● **TEXT FOR ANALYSIS**:
== == ==
Although child neglect occurs across all genders, ages, cultural groups and socioeconomic groups, there are many differences in how and why it occurs. As such, risk factors help to identify potentially vulnerable children and families and may provide information as to why the neglect is occurring. 

However, it is important to note that the presence of risk factors doesn’t mean that these factors have necessarily caused the child neglect to occur. Risk factors do not have to be present for child neglect to occur, and if risk factors are present child neglect may or may not occur. It is important to take into consideration the factors that build resilience and protect children from being neglected. 

When a child experiences risk factors alongside limited protective factors, the probability of experiencing child maltreatment increases. 

Protective factors are “a correlate of resilience that may reflect preventative or ameliorative influences: a positive moderator of risk or adversity”.

When assessing risk of neglect it is important to think about how risk may change once you have considered the probability or possibility of a parent's capacity to change. To do this think about the range of risk and protective factors present, how they operate to hinder or promote a child's development and the availability and effectiveness of any services or programs parents are asked to participate in. 

Risk factors

Child and young person level risk factors

It is important to acknowledge the characteristics of children that are associated with increased risk of neglect as this helps identify children who are most vulnerable. It is also important to remember that a child’s behaviour may also be caused by or considered an outcome of neglect. 

Disability and behaviour problems

Overall, having a disability or behaviour problem may be a risk factor for neglect. However this depends on the types of behaviour exhibited, and the support needs required for different types of disability. 

In terms of disability, children with psychological and emotional problems, learning difficulties and physical disability may be at higher risk. 

In terms of behavioural problems, children who have conduct disorder symptoms, socialised aggression, attention problems and physical aggression towards their mother, internalising or externalising behaviours and poor social competence may be at higher risk. Interestingly, parent perceptions of their child’s behaviour were more strongly associated with increased risk than other indicators of child behaviour.

Children with… 

Conduct disorders are

Speech / language disorders are

Learning difficulties are

Cerebral Palsy are

Non-conduct psychological disorders are

8.2 x

3.8 x

5.3 x

2.7 x

2.7 x

more likely to experience neglect

Age and gender

Child age or gender does not appear to influence the risk of neglect. However, the impacts of neglect will be different across developmental stages, with increased harm potential in the early years of a child’s life.Parent and caregiver level risk factors

A range of parental stressors have been found to be associated with an increased risk of neglect, as was social isolation, adverse childhood experiences and lack of parenting knowledge and skills. In addition criminal justice system involvement may also have a relationship to child neglect.  


Younger parent age

  • Being a younger parent may be a risk factor
  • Its impact is likely to be small

General stressors

  • Parent stress (including daily and personal stress)
  • Poor self-esteem and affect regulation ability (including impulsivity and hyperactivity)
  • Unemployment 
  • Lack of social support.
== == ==
● **GIVEN DATA**:
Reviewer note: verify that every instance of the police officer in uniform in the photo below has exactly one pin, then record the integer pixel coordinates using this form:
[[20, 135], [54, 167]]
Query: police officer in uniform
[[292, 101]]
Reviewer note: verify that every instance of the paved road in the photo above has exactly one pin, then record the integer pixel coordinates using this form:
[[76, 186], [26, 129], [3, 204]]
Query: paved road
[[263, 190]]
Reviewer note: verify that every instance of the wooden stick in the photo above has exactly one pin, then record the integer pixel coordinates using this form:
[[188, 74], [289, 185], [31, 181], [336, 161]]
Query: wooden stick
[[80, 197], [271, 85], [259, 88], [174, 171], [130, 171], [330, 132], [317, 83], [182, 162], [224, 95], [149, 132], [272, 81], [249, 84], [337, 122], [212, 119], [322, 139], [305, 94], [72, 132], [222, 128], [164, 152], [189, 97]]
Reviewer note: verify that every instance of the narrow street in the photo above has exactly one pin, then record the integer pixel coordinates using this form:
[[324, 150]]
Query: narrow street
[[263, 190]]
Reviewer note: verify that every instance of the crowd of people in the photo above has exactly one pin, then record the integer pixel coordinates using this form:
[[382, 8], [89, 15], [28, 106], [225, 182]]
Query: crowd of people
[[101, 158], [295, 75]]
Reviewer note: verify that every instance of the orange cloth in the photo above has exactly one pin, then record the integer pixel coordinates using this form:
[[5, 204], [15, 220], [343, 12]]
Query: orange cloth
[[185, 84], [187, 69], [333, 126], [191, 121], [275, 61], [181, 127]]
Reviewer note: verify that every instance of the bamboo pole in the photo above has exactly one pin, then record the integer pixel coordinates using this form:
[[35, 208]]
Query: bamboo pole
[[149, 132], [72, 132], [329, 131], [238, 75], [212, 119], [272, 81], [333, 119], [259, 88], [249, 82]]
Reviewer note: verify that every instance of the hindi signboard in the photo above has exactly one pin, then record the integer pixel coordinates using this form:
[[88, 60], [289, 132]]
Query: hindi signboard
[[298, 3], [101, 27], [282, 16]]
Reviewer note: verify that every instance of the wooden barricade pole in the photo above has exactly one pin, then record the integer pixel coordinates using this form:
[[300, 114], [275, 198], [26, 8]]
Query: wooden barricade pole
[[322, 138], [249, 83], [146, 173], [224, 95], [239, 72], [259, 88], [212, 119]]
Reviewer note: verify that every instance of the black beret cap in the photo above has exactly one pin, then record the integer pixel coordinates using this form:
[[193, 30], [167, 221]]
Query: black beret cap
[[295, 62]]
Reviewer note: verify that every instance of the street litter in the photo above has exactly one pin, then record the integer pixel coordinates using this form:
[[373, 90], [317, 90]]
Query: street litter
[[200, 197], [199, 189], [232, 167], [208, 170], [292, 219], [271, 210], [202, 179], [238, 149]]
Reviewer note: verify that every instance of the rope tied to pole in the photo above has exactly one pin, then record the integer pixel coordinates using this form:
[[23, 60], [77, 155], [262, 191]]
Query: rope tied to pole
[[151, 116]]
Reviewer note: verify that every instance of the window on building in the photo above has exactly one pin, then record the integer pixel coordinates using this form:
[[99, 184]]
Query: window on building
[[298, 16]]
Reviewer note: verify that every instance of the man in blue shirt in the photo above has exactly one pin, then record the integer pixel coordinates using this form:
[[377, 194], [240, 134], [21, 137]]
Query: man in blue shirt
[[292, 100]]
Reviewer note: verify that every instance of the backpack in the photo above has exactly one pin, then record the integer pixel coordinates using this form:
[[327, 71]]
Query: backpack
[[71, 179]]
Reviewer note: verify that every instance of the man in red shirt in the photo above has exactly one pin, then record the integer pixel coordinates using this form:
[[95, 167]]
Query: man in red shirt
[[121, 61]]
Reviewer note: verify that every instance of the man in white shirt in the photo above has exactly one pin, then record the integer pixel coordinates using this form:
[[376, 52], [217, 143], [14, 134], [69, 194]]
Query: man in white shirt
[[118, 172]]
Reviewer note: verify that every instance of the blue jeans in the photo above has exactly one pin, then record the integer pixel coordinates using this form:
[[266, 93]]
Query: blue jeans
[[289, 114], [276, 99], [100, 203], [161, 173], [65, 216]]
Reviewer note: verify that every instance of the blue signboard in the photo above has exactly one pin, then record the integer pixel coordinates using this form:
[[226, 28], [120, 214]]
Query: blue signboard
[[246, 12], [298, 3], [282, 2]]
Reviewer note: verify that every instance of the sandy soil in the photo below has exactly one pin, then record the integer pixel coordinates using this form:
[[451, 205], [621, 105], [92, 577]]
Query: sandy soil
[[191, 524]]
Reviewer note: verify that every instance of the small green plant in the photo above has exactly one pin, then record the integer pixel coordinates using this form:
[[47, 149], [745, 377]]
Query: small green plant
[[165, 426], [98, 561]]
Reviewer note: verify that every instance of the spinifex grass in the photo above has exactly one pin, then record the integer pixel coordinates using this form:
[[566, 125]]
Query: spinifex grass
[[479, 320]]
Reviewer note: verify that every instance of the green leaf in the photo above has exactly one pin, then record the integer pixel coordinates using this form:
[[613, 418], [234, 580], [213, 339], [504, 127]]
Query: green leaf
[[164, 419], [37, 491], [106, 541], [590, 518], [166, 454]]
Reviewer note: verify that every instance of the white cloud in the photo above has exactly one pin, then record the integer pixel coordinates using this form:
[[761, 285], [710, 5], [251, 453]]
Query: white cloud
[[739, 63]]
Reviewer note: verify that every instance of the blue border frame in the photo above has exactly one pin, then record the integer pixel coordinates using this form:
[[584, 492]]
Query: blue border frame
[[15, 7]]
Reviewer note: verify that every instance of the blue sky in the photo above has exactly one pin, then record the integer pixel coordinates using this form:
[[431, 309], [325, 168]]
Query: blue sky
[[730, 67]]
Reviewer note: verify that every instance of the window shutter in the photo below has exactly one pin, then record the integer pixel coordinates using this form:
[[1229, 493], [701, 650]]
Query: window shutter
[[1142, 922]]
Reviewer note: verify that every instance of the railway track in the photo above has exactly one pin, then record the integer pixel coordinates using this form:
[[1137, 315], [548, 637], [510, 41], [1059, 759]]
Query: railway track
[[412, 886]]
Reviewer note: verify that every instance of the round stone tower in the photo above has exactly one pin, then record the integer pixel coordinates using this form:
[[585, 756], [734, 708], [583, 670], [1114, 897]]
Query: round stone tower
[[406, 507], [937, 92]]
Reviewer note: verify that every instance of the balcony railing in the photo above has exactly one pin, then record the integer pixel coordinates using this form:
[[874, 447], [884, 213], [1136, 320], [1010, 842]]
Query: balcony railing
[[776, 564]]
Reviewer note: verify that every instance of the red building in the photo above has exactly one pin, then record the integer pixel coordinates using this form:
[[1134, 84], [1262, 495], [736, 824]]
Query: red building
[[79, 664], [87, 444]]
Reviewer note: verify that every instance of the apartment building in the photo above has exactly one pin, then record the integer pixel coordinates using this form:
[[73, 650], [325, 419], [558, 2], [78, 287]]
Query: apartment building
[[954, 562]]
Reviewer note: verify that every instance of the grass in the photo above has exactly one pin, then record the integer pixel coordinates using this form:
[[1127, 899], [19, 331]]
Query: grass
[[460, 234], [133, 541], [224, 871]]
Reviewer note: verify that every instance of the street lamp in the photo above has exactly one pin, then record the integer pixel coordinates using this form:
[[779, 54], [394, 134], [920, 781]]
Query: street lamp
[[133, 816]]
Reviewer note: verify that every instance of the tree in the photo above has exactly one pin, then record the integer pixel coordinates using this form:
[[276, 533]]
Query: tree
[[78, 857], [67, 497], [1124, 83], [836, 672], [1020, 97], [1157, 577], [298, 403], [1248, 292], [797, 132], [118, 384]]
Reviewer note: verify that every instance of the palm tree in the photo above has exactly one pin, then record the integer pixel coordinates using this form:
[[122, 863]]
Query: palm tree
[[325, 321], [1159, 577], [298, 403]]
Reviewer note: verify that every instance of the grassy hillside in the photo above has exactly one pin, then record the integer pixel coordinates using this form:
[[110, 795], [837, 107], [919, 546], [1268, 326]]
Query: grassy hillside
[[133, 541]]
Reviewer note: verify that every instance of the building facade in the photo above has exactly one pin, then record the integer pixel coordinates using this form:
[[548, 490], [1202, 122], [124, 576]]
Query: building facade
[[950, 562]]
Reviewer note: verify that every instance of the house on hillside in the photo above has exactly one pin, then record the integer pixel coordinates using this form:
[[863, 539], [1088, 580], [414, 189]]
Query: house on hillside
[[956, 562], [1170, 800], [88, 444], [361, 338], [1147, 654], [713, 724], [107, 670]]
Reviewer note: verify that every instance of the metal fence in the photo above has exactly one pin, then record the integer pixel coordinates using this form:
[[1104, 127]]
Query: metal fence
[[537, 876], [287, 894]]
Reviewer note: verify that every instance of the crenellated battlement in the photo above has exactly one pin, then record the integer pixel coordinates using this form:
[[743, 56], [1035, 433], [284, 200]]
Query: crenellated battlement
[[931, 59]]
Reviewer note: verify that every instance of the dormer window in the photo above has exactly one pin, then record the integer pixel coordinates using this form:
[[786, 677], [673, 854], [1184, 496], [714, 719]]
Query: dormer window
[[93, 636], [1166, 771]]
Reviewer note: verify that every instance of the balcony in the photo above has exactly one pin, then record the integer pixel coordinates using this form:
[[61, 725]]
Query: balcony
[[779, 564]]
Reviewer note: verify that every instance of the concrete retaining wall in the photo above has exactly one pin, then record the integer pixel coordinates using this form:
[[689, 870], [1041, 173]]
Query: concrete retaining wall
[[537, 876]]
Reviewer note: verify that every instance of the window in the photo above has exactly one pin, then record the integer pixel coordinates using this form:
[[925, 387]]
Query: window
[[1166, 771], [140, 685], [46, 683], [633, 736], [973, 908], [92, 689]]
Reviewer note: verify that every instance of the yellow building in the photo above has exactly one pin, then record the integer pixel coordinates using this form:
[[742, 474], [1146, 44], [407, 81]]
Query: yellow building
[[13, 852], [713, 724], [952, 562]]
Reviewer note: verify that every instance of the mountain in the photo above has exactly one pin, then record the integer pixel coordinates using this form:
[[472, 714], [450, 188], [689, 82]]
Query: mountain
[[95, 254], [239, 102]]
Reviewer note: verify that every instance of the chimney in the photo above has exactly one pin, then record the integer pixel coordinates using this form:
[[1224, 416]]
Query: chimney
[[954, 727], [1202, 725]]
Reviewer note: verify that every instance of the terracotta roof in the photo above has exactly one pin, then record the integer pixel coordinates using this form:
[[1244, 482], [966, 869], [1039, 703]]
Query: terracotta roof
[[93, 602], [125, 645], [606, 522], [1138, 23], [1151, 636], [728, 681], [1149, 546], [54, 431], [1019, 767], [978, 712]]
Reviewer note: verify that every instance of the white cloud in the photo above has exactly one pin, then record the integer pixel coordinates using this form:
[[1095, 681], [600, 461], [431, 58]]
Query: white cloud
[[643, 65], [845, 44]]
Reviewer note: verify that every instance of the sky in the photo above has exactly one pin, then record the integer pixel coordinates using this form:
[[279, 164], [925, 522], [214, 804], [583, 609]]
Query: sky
== == ==
● **DIRECTIONS FOR THIS TASK**:
Pick up the passage on risk factors for child neglect and continue it from its last line.

● **EXPECTED ANSWER**:
Mental health and wellbeing

  • Poor parental mental health/wellbeing is a risk factor for neglect 
  • The impact varies by psychiatric disorder.

Substance use

  • Parent substance use is consistently related to higher rates of referrals and re-referrals to the Child Protection System and higher substantiation rates.

Adverse childhood experiences

  • Parent adverse childhood experiences such as the childhood abuse and poor relationships with their own parents.

Parenting knowledge & behaviours

  • Less or less positive interactions with their child 
  • Unrealistic expectations of child
  • Insensitivity to child needs, and 
  • Preoccupation with own needs.

Criminal Justice System involvement

  • Parent’s prior involvement with criminal justice system 
  • This association may be influenced by other factors related to the incarceration such as increased stress on the non-incarcerated parent or visibility to mandatory reporters.

Family level risk factors

The family level risk factors that have been identified for child neglect include; 


Domestic violence (DV)

  • Domestic Violence may be a risk factor for child abuse and neglect 

Parent-child relationships and parent behaviours

  • Poor parent-child relationships and a parent perceiving the child to be a problem may increase the risk of neglect 
  • Parenting behaviours and parenting related stress 

Family structure

  • Family structure may influence risk of child neglect although findings are mixed 

Family / household size

  • A larger family size may increase the risk of neglect occurring

Low socio-economic status

  • Low socio-economic status has consistently been associated with increased risk of neglect, however this association is complex.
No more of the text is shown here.